→ Point labels on photos:
"""

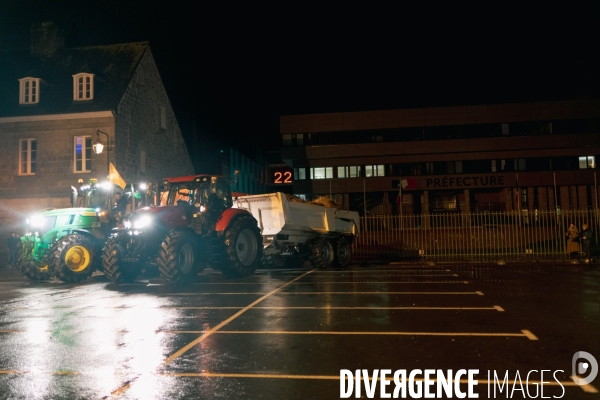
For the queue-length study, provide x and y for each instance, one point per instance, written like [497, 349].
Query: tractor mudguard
[228, 216]
[95, 232]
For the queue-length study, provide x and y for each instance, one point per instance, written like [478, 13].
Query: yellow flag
[115, 177]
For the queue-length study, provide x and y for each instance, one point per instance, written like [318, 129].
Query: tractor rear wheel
[75, 258]
[243, 249]
[35, 270]
[322, 253]
[113, 265]
[177, 258]
[343, 253]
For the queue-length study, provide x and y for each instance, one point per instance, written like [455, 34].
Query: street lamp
[98, 147]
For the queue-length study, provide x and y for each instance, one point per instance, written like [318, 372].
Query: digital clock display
[283, 176]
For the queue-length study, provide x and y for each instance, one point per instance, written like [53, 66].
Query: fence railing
[506, 234]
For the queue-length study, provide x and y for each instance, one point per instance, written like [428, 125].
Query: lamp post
[98, 147]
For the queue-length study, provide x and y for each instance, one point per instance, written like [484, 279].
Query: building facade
[56, 103]
[496, 157]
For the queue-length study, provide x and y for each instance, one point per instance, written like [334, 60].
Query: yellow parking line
[496, 308]
[206, 334]
[471, 334]
[589, 388]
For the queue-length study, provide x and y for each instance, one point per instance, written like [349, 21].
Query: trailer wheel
[322, 253]
[74, 258]
[176, 258]
[343, 253]
[273, 261]
[34, 270]
[112, 263]
[242, 248]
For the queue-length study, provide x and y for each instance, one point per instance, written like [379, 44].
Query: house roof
[112, 65]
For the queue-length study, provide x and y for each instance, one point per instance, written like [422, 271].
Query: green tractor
[67, 243]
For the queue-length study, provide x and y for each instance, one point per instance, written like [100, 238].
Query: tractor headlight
[142, 222]
[36, 220]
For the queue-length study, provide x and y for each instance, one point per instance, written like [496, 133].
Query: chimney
[46, 38]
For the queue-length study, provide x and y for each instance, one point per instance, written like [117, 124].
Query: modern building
[57, 103]
[494, 157]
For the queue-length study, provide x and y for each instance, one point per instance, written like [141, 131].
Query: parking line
[586, 388]
[328, 282]
[496, 308]
[294, 293]
[208, 333]
[527, 335]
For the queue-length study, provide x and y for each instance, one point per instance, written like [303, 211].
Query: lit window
[321, 173]
[587, 162]
[30, 91]
[83, 87]
[27, 156]
[163, 117]
[519, 164]
[300, 173]
[83, 154]
[455, 167]
[374, 170]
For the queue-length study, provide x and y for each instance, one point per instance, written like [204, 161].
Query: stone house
[57, 102]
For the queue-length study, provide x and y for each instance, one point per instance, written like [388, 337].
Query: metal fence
[509, 234]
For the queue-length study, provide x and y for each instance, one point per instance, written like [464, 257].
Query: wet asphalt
[286, 334]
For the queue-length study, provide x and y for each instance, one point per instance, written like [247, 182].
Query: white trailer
[294, 232]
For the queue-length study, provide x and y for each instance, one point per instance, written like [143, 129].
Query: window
[321, 173]
[352, 171]
[83, 154]
[374, 170]
[143, 161]
[587, 162]
[27, 156]
[519, 164]
[30, 91]
[300, 173]
[163, 117]
[498, 165]
[83, 87]
[454, 167]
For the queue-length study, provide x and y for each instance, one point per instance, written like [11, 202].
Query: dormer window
[83, 87]
[30, 91]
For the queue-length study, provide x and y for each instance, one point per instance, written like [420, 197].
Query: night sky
[231, 71]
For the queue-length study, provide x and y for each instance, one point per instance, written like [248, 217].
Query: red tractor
[193, 227]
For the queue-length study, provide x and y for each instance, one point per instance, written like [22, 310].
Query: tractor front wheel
[75, 258]
[322, 253]
[177, 259]
[113, 265]
[34, 270]
[242, 248]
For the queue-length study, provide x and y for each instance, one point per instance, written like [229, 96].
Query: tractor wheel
[75, 258]
[294, 262]
[112, 263]
[34, 270]
[242, 245]
[343, 253]
[273, 261]
[322, 253]
[177, 258]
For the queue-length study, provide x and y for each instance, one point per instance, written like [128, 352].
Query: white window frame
[587, 162]
[29, 92]
[374, 170]
[83, 87]
[321, 173]
[84, 160]
[162, 110]
[26, 157]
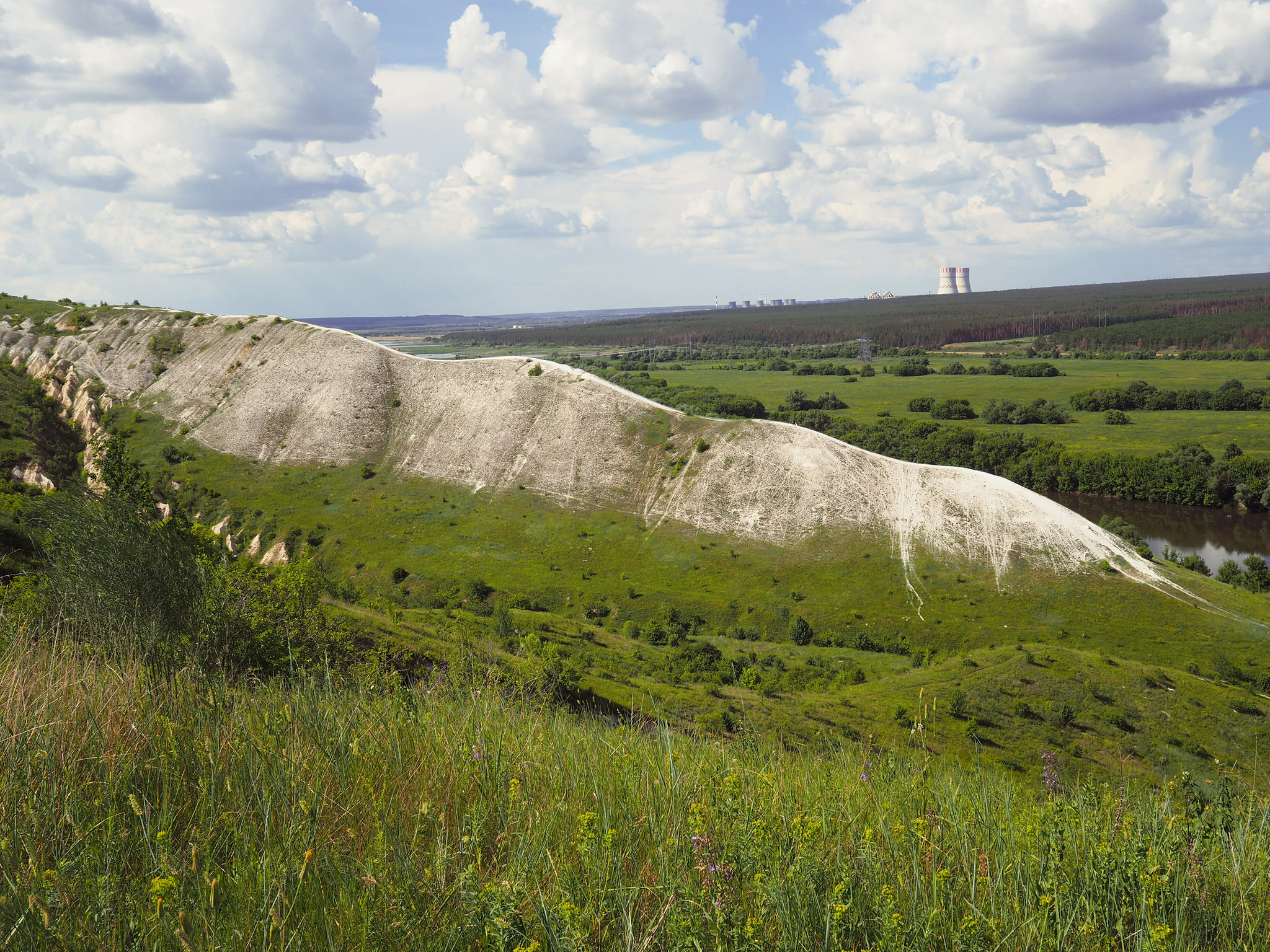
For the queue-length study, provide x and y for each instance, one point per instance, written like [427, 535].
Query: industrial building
[954, 281]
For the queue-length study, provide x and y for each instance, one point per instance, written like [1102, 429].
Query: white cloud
[177, 138]
[763, 144]
[654, 61]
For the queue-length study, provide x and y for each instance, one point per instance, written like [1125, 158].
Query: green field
[1151, 431]
[1103, 645]
[481, 720]
[1186, 312]
[458, 813]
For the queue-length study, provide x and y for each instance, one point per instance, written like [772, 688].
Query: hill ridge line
[295, 392]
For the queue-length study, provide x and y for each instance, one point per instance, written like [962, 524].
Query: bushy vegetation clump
[1141, 395]
[184, 811]
[706, 402]
[1041, 410]
[1186, 474]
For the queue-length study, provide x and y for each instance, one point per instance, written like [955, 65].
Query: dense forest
[1184, 307]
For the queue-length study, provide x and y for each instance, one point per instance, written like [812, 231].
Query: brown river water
[1214, 535]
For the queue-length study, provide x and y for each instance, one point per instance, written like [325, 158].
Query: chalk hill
[288, 392]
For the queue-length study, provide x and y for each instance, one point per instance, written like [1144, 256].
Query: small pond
[1214, 535]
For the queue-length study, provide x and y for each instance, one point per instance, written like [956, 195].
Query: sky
[323, 157]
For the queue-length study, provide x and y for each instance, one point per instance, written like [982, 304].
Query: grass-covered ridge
[706, 627]
[363, 813]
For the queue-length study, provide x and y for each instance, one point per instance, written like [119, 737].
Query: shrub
[1065, 716]
[1196, 564]
[1005, 412]
[1230, 573]
[1034, 369]
[953, 409]
[801, 632]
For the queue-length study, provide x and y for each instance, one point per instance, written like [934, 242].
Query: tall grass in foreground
[182, 813]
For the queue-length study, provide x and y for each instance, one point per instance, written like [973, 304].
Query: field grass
[19, 309]
[187, 814]
[1103, 645]
[1151, 431]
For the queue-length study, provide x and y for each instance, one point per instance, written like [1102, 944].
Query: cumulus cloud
[763, 144]
[207, 107]
[655, 61]
[178, 138]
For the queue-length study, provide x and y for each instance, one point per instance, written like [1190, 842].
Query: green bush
[801, 631]
[953, 409]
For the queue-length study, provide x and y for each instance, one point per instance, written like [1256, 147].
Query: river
[1214, 535]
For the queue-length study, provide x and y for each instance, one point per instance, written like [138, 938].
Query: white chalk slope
[294, 392]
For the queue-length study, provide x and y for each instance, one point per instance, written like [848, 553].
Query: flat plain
[1151, 432]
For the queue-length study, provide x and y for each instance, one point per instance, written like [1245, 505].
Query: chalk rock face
[33, 475]
[291, 392]
[277, 553]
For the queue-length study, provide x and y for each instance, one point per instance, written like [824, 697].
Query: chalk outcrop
[277, 553]
[33, 475]
[287, 392]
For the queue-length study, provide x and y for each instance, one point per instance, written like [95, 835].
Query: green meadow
[458, 813]
[1088, 664]
[1151, 431]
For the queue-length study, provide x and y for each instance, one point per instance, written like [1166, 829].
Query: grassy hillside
[930, 320]
[700, 626]
[17, 310]
[362, 813]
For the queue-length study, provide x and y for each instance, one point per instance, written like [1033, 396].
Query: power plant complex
[954, 281]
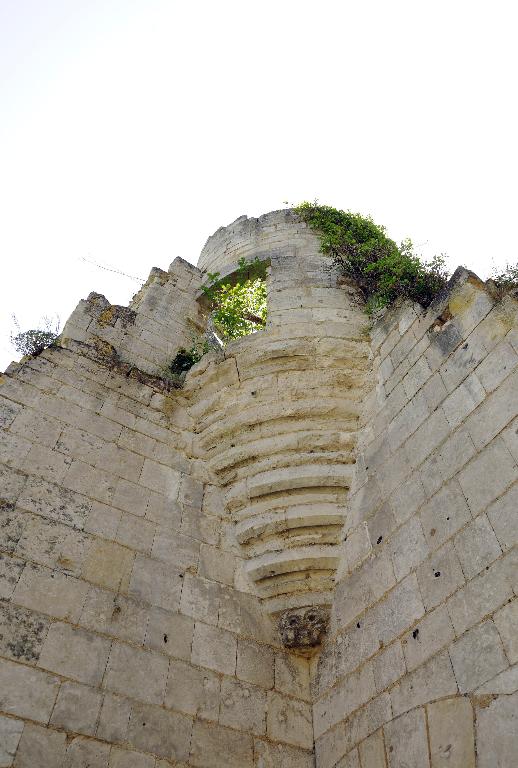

"""

→ DIRECTION:
Can you quote all of the material above verbatim, line for line, leaving out the pictures?

→ SOLVED EXERCISE:
For the queue-length study, provide x and y for each instance, one point per instance, written like [497, 349].
Query: tractor mudguard
[228, 216]
[95, 232]
For the queue-length study, provide x and y for each instance, one point per instance, written like [478, 13].
Query: yellow flag
[115, 177]
For the queue-length study, provide x and y for each instance, one point per instance, written like [318, 129].
Query: tractor rear wheel
[75, 258]
[243, 249]
[35, 270]
[322, 253]
[113, 265]
[177, 258]
[343, 253]
For the queue-length study, provide x and y for each instance, one point per instance, written like [455, 34].
Query: street lamp
[98, 147]
For the queue-length study, provide x and y for each instance, one point per instance, written like [318, 372].
Query: digital clock display
[283, 176]
For the queue-length study, provide x and y for each instance, one point per instance, written like [53, 66].
Query: fence railing
[506, 234]
For the queue-length study, provide x and y for each instance, one point per instance, written like [428, 125].
Query: lamp post
[98, 147]
For the queue-length study, provide x and y for each instance, one point per instance, written like [484, 279].
Query: building facade
[56, 103]
[496, 157]
For the queue-length study, provide x and y for each instance, one point per instance, written like [334, 60].
Query: yellow parking line
[496, 308]
[206, 334]
[471, 334]
[589, 388]
For the queue-length study, provide x and y for each instance, one point per instance, written like [349, 21].
Query: trailer wheel
[322, 253]
[74, 258]
[176, 258]
[343, 253]
[273, 261]
[34, 270]
[112, 263]
[242, 248]
For the queue-length study, provide x and y for each instance, one point per instance, written like [379, 44].
Query: house roof
[112, 65]
For the queue-length study, provide x and y for each instance, one point per instance, written like [422, 271].
Query: green tractor
[67, 243]
For the queue-length study, provide x and y for each instance, one point per instance, written like [100, 238].
Query: tractor headlight
[142, 222]
[36, 220]
For the queue-length study, provide x and y for each instance, one point per instance, written like [496, 133].
Query: chimney
[46, 38]
For the queue-length study, provide x and y for each instance, one point per instance, written like [117, 124].
Query: modern building
[57, 103]
[494, 157]
For the queue-length study, provide x and y for each instance, one point per instance, written like [141, 131].
Query: parking line
[586, 388]
[328, 282]
[496, 308]
[294, 293]
[208, 333]
[527, 335]
For the queue-length study, provide x and y for each instance, one point per instance, written like [303, 211].
Query: lit window
[321, 173]
[587, 162]
[30, 91]
[83, 87]
[27, 156]
[163, 117]
[519, 164]
[300, 173]
[83, 154]
[455, 167]
[374, 170]
For the queue-length study, provide x and y for each instance, one point per instance, written like [204, 161].
Query: stone house
[57, 102]
For the queue-length study, provide x and y for each instance, one point per instance, written like [388, 337].
Query: metal fence
[509, 234]
For the queue-length study, provide x and y for each instance, one point per instance, written like [464, 257].
Query: wet asphalt
[286, 334]
For the queue-length study, provide x and y for each instance, one point per instance, written like [247, 182].
Query: white trailer
[294, 232]
For the queue-length study, provide x and y for each instance, one point per instance, written like [143, 129].
Query: window
[321, 173]
[352, 171]
[83, 154]
[374, 170]
[143, 161]
[587, 162]
[27, 156]
[519, 164]
[30, 91]
[300, 173]
[163, 117]
[498, 165]
[83, 87]
[454, 167]
For the queue-length study, provide x and y for each instance, one point per instance, written like [11, 202].
Query: dormer window
[83, 87]
[30, 91]
For the queue-length study, provide x and y for each instance, one point per instance, written like [420, 197].
Query: night sky
[231, 71]
For the queue-length study, provide x and y for each instance, one point per instance, written like [248, 217].
Query: red tractor
[193, 227]
For the queue-length study, provide x and y for each instance, one point per instance, written like [22, 310].
Query: tractor front wheel
[75, 258]
[322, 253]
[177, 259]
[113, 265]
[34, 270]
[242, 248]
For the queue-length study, provide x and y for each instance, one point per instance, written like [229, 96].
Query: tractor wheel
[75, 258]
[294, 262]
[112, 263]
[34, 270]
[242, 245]
[343, 253]
[273, 261]
[322, 253]
[177, 258]
For the queue-length study, provide x and y for each instance, one point per instance, written like [128, 352].
Query: white window frame
[587, 162]
[29, 92]
[374, 170]
[83, 87]
[321, 173]
[84, 160]
[162, 110]
[26, 157]
For the queue-length study, provide x and y for each instance, one point per instance, written like [427, 535].
Query: industrial building
[954, 281]
For the queue-length study, provide x and y for each instance, one point per instance, written like [1102, 429].
Query: white cloud
[177, 138]
[763, 144]
[654, 61]
For the queue-length study, provide x and y for each instance, one point per instance, written like [1125, 158].
Query: green field
[1151, 431]
[1103, 645]
[481, 720]
[1186, 312]
[458, 813]
For the queue-length study, provide x and y for each instance, one point per instance, written like [772, 688].
Query: hill ridge line
[295, 392]
For the queue-length study, provide x and y for each instance, one point per instance, written like [962, 524].
Query: bushy vegetation clump
[1141, 395]
[184, 811]
[706, 402]
[1041, 410]
[1186, 474]
For the queue-length study, provide x and y for each instance, one point per instance, written like [955, 65].
Query: dense forest
[1184, 307]
For the queue-length study, provide x and y for each instance, one point per instance, written like [812, 231].
Query: brown river water
[1214, 535]
For the queue-length study, provide x and y for each instance, one point per instance, written like [325, 158].
Query: chalk hill
[288, 392]
For the queue-length study, provide x and y for each instance, one point per instance, written like [1144, 256].
Query: small pond
[1214, 535]
For the queue-length study, provide x and y for each instance, one point per instance, written like [956, 195].
Query: sky
[323, 157]
For the queue-length study, provide x and y for each instance, one point per instance, written like [982, 304].
Query: grass-covered ridge
[706, 627]
[363, 813]
For the queue-length study, provide x and y for each instance, one point per instance, written like [119, 737].
Query: shrub
[1065, 716]
[1196, 564]
[1005, 412]
[1230, 573]
[1034, 369]
[953, 409]
[801, 632]
For the queue-length study, provide x and y for each instance, one point per instance, written like [934, 242].
Query: tall grass in foreground
[182, 813]
For the queue-length study, provide x and y for each instance, one point per instance, written like [973, 304].
Query: field grass
[19, 309]
[187, 814]
[1103, 645]
[1151, 431]
For the queue-length study, provide x and y for each instance, one point per instance, written like [1102, 944].
Query: cumulus cloud
[763, 144]
[207, 107]
[655, 61]
[178, 138]
For the queue-length study, provide x and y for each instance, one point per instance, written like [1190, 842].
Query: green bush
[801, 631]
[953, 409]
For the queue-length study, provide x and y for each instance, one point per instance, written like [1256, 147].
Query: river
[1214, 535]
For the queue-length study, provide x and y for each instance, one point per instance, written like [138, 938].
Query: white chalk slope
[294, 392]
For the queue-length study, provide x and y for each instance, one point per instance, written like [848, 553].
Query: flat plain
[1151, 432]
For the queue-length study, provide x and y for each instance, one point per instance, written like [1245, 505].
Query: chalk rock face
[33, 475]
[291, 392]
[277, 553]
For the queue-length study, provide x and y for each instance, one point per instance, written like [824, 697].
Query: chalk outcrop
[277, 553]
[33, 475]
[287, 392]
For the queue-length study, provide x and y for each instance, one point per instance, written like [95, 835].
Query: green meadow
[458, 813]
[1088, 664]
[1151, 431]
For the queue-length study, provide x and y for each instance, one point per instance, written like [1166, 829].
Query: grassy hillside
[930, 320]
[700, 626]
[17, 310]
[362, 813]
For the queue-length study, provide x and y for each instance, one point per instance, written like [1033, 396].
Query: power plant complex
[954, 281]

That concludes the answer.